--- WHAT TO PRODUCE ---
Word for word, restate the lines from the start of the data down to the line with "of the forearm?", both included.

Referring expression data

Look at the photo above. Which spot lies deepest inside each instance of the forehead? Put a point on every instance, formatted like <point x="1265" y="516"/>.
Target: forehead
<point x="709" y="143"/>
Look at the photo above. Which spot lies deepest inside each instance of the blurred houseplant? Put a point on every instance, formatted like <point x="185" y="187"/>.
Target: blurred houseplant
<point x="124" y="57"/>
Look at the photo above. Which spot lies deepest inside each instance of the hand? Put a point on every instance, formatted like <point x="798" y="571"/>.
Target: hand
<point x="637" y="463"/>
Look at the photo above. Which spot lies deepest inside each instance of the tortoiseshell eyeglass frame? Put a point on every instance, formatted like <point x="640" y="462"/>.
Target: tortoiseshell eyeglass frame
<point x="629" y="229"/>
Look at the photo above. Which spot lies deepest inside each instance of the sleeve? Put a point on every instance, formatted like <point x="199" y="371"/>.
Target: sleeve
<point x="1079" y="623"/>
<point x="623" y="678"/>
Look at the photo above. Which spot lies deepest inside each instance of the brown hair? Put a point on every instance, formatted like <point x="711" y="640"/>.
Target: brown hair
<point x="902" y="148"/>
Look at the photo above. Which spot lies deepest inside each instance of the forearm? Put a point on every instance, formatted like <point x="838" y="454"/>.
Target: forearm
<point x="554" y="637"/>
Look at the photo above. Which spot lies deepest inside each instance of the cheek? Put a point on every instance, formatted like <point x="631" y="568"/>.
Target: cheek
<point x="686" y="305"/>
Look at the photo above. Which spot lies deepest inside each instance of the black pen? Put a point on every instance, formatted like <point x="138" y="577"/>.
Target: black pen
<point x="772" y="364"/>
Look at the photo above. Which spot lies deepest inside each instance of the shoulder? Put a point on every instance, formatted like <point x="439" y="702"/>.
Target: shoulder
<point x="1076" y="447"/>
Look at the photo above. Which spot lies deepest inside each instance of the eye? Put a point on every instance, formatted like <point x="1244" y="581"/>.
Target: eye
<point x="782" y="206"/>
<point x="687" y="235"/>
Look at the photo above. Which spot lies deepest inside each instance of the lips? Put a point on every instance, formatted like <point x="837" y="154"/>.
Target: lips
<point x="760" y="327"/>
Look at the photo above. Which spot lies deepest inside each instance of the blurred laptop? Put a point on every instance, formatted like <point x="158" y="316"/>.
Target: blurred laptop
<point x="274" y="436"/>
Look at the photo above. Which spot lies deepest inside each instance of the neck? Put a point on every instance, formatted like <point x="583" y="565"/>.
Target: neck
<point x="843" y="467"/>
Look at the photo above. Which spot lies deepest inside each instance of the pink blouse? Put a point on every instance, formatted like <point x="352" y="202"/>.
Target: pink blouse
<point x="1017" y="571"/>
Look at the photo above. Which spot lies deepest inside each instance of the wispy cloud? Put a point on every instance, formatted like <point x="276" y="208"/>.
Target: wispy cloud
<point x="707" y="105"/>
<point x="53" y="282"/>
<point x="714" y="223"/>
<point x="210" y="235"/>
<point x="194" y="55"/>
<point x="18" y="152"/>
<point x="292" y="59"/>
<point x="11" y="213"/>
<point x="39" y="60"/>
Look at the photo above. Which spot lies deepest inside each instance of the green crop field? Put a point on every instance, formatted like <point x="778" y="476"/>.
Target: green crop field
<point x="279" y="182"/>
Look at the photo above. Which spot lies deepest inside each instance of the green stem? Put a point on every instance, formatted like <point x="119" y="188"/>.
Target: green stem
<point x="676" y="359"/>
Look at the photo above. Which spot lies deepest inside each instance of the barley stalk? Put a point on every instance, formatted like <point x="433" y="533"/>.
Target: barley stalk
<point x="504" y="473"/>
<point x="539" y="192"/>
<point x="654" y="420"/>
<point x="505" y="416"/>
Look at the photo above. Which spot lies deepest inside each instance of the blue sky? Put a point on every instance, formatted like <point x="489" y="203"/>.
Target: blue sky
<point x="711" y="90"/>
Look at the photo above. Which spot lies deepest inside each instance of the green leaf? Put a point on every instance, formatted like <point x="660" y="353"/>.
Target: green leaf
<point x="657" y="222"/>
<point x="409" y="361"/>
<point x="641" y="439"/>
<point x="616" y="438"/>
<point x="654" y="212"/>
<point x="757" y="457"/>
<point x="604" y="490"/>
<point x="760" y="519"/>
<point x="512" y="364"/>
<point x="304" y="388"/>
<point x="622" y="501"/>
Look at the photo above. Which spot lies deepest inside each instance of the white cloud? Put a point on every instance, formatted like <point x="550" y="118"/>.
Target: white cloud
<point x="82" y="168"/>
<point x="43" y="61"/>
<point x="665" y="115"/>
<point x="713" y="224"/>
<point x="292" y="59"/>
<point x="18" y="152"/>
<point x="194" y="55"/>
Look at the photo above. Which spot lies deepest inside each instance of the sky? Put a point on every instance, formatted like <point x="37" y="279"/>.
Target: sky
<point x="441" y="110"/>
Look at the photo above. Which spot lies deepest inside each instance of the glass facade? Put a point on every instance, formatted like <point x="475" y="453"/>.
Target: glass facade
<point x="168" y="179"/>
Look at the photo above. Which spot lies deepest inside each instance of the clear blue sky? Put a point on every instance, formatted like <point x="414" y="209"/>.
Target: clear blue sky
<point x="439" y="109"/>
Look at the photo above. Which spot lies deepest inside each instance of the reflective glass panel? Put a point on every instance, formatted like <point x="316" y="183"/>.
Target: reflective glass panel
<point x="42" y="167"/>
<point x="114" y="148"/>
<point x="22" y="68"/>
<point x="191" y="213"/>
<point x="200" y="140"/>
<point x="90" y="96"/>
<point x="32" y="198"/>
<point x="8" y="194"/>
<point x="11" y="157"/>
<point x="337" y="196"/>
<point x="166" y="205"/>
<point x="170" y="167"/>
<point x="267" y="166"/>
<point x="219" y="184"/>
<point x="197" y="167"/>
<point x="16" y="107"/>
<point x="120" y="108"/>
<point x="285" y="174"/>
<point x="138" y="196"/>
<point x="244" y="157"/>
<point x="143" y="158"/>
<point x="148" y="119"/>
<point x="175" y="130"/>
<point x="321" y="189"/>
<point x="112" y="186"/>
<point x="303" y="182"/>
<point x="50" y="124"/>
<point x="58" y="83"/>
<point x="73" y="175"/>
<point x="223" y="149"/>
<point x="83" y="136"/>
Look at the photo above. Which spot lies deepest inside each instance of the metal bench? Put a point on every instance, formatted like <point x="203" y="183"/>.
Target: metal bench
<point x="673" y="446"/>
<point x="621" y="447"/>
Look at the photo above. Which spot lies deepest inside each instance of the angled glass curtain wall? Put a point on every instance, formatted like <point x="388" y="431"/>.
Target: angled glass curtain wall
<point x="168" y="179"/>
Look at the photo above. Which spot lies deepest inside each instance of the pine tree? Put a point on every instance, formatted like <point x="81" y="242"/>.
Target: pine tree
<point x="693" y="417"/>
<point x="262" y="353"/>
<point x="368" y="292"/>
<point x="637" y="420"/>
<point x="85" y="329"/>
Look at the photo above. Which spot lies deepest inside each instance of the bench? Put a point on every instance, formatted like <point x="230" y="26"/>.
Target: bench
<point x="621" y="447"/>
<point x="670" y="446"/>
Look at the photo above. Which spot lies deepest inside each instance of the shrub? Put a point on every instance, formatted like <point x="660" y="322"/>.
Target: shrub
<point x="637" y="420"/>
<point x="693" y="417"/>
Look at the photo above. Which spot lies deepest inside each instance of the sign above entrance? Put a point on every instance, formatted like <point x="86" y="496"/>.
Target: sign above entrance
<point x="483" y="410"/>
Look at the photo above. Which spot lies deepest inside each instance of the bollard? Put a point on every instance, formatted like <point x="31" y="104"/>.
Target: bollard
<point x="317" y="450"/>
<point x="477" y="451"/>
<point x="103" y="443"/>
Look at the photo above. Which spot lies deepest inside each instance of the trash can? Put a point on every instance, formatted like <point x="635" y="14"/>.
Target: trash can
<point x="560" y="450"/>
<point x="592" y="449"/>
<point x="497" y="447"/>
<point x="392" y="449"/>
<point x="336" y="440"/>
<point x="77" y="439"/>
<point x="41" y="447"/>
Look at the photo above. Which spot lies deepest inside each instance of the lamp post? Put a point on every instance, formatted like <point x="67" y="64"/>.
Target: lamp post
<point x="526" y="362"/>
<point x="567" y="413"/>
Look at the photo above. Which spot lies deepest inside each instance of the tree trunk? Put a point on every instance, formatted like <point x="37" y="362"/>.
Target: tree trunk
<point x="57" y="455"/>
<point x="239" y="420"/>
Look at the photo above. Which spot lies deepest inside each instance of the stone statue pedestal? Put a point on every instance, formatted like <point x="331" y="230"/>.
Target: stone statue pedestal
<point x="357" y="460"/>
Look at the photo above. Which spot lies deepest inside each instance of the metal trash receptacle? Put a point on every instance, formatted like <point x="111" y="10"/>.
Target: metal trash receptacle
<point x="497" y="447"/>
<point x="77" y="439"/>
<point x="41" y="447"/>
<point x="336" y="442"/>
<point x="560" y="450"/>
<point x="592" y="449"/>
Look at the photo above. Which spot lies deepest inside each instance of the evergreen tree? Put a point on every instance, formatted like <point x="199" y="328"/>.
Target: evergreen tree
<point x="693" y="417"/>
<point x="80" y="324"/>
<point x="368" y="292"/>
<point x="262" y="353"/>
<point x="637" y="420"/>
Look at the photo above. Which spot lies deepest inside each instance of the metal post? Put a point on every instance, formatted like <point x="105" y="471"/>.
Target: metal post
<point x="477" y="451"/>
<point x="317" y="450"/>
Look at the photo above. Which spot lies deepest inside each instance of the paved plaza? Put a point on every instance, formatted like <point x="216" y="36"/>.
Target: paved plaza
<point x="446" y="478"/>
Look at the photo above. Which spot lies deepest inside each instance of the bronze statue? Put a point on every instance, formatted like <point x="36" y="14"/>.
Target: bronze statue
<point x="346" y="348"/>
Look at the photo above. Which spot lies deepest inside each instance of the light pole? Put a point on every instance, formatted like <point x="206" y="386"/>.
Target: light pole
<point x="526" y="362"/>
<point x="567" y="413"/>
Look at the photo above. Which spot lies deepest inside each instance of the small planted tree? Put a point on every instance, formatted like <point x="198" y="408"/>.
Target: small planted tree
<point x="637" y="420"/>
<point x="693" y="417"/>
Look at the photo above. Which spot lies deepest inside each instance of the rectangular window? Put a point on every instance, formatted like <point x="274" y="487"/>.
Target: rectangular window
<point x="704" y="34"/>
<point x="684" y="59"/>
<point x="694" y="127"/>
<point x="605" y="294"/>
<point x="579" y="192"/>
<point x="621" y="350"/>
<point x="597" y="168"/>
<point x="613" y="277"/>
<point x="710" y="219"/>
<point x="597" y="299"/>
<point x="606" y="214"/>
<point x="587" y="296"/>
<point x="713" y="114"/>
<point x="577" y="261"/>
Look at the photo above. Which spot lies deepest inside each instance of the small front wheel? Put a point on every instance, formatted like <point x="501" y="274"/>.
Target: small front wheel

--- ANSWER AREA ---
Look at the photo above. Which spot lies deepest inside each instance of the forehead? Put a point on every instance, formatted like <point x="1265" y="516"/>.
Target: forehead
<point x="709" y="143"/>
Look at the photo above. Which spot lies deepest inside each instance of the blurred houseplant? Put a point on every instance, formatted like <point x="185" y="187"/>.
Target: blurred houseplant
<point x="124" y="57"/>
Look at the photo above. Which spot lies deepest inside each instance of the hand? Put a point on every instance, formatted like <point x="798" y="571"/>.
Target: hand
<point x="637" y="463"/>
Look at the photo above. Which spot lies deepest inside each instance of the tortoiseshell eyeglass frame? Put a point on every instance, formatted like <point x="640" y="462"/>.
Target: tortoiseshell eyeglass frame
<point x="629" y="229"/>
Look at the photo above. Which spot lies deepest inside each instance of the sleeve? Put a point on every instance, formatted like <point x="199" y="371"/>.
Target: sleeve
<point x="1079" y="623"/>
<point x="623" y="678"/>
Look at the photo above. Which spot lies deepest inside each instance of the brown hair? Put a point on every instance, formatted like <point x="711" y="640"/>.
Target: brown hair
<point x="902" y="148"/>
Look at the photo above. Which spot lies deepest inside each instance of the forearm? Put a point on every instance, formatted like <point x="838" y="454"/>.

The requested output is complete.